TASK OBJECTIVE – Once the line containing "Description: downspout" is found, please copy it and all lines after it through the end of the records, exactly, leaving out pictures.
------------------------------
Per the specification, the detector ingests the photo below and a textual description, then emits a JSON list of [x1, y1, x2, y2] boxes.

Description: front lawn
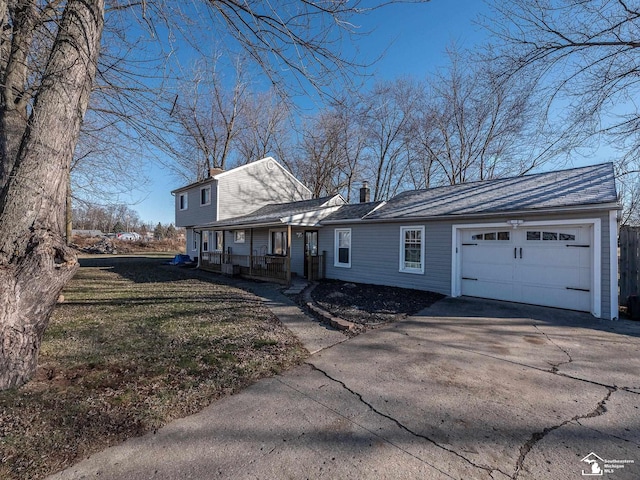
[[0, 257, 307, 480]]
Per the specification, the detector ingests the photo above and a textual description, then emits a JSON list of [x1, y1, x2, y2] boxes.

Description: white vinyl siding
[[216, 159, 310, 220], [400, 226, 425, 274], [334, 228, 351, 268]]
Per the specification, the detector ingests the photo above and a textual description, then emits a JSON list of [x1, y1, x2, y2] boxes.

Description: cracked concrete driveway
[[49, 296, 640, 480]]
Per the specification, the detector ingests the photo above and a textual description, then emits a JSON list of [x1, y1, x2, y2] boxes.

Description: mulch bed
[[309, 280, 444, 327]]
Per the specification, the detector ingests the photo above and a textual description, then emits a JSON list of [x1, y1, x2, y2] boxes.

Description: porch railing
[[199, 252, 290, 283]]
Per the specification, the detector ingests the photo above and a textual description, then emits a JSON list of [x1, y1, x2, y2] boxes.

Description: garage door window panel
[[526, 230, 576, 242], [471, 231, 511, 241]]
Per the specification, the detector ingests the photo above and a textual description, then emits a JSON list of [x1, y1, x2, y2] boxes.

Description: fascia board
[[321, 203, 621, 225]]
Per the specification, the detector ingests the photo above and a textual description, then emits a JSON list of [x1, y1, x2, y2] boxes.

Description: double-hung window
[[214, 231, 223, 252], [400, 226, 425, 274], [270, 230, 288, 256], [202, 231, 211, 252], [334, 228, 351, 268], [179, 193, 188, 211], [200, 186, 211, 206]]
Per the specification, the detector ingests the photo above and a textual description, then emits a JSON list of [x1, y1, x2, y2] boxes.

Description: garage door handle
[[566, 244, 590, 248], [566, 287, 590, 292], [514, 247, 517, 259], [520, 247, 522, 259], [462, 277, 478, 281]]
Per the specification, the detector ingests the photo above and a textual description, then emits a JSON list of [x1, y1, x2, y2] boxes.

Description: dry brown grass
[[0, 257, 307, 479], [71, 235, 185, 253]]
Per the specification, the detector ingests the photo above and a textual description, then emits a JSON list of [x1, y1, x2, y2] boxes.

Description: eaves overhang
[[194, 205, 342, 230], [320, 202, 622, 225]]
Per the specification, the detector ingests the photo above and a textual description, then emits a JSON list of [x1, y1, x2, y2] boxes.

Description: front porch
[[199, 252, 325, 284]]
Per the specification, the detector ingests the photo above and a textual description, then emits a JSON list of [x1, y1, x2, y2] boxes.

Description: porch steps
[[283, 277, 309, 295]]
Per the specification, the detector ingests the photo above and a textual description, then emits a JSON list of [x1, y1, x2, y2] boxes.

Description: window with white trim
[[270, 230, 288, 256], [334, 228, 351, 268], [234, 230, 245, 243], [400, 226, 425, 274], [202, 231, 215, 252], [192, 234, 197, 252], [215, 231, 223, 252], [200, 186, 211, 206], [179, 193, 188, 210]]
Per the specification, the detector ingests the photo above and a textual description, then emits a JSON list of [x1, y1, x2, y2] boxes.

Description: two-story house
[[172, 157, 311, 260], [173, 160, 620, 320]]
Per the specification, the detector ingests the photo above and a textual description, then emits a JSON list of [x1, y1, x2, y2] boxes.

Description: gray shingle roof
[[322, 201, 384, 221], [198, 195, 343, 228], [366, 163, 617, 220]]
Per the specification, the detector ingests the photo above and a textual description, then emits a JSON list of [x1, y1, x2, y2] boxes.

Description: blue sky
[[131, 1, 493, 225]]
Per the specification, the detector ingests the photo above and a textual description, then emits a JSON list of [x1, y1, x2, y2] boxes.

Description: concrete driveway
[[49, 296, 640, 480]]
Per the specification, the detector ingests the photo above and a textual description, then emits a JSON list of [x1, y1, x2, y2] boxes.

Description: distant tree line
[[72, 203, 178, 239]]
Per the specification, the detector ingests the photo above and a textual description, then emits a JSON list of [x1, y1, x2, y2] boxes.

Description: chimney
[[208, 167, 224, 178], [359, 181, 370, 203]]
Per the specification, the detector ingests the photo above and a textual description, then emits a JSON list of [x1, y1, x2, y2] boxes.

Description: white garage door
[[460, 225, 592, 311]]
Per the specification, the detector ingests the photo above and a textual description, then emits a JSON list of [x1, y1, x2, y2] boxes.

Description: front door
[[304, 230, 318, 279]]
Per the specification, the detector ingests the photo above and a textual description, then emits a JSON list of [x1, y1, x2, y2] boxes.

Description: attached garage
[[318, 163, 620, 320], [454, 220, 599, 314]]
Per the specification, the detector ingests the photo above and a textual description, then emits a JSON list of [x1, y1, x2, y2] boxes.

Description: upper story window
[[179, 193, 188, 211], [400, 226, 425, 274], [334, 228, 351, 268], [200, 186, 211, 206]]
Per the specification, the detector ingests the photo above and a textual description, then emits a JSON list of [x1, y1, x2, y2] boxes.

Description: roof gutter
[[320, 202, 622, 225]]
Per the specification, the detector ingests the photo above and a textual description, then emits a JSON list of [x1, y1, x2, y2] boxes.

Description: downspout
[[194, 229, 201, 268], [286, 225, 292, 285], [250, 228, 254, 276]]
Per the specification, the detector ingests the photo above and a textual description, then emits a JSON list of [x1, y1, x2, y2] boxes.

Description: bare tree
[[485, 0, 640, 218], [360, 78, 422, 201], [168, 56, 248, 179], [235, 89, 294, 166], [412, 48, 563, 187], [295, 110, 347, 198], [1, 0, 104, 389], [0, 0, 429, 390], [293, 96, 367, 200], [73, 203, 142, 232]]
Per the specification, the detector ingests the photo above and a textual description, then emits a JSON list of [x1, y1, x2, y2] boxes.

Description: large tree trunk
[[0, 0, 104, 390]]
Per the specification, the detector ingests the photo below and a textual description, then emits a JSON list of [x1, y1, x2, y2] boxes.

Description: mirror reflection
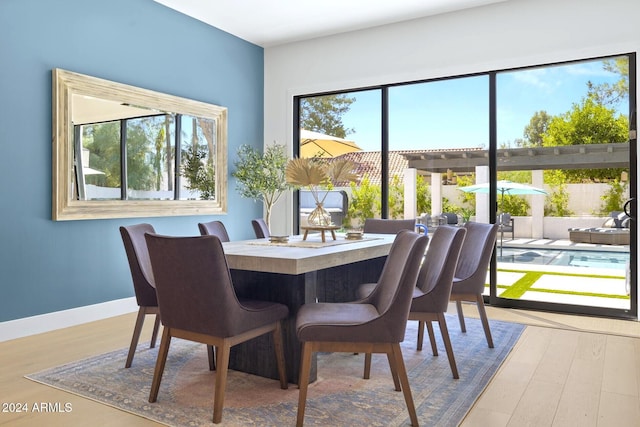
------------------------------
SOLUTION –
Description: downspout
[[194, 229, 201, 268], [286, 225, 292, 285], [250, 228, 254, 276]]
Per the specification, the detector ingests the photo above and a textual description, then emits a JSON list of [x1, y1, x2, y2] boxes.

Description: bare tree
[[485, 0, 640, 218], [360, 78, 422, 201], [168, 56, 248, 179], [235, 89, 294, 166], [412, 48, 563, 187], [295, 110, 347, 198], [1, 0, 104, 389], [0, 0, 429, 390], [293, 96, 367, 200], [73, 203, 142, 232]]
Per the specification, the detector ingests the photo above and a textual description, then emits a JSON list of [x1, y1, x2, y2] boxes.

Description: large tree trunk
[[0, 0, 104, 390]]
Per the specification, the detector ingests the photo below and a textual description, then emits a JSON list of [x1, y1, x2, y2] boxes.

Description: mirror reflection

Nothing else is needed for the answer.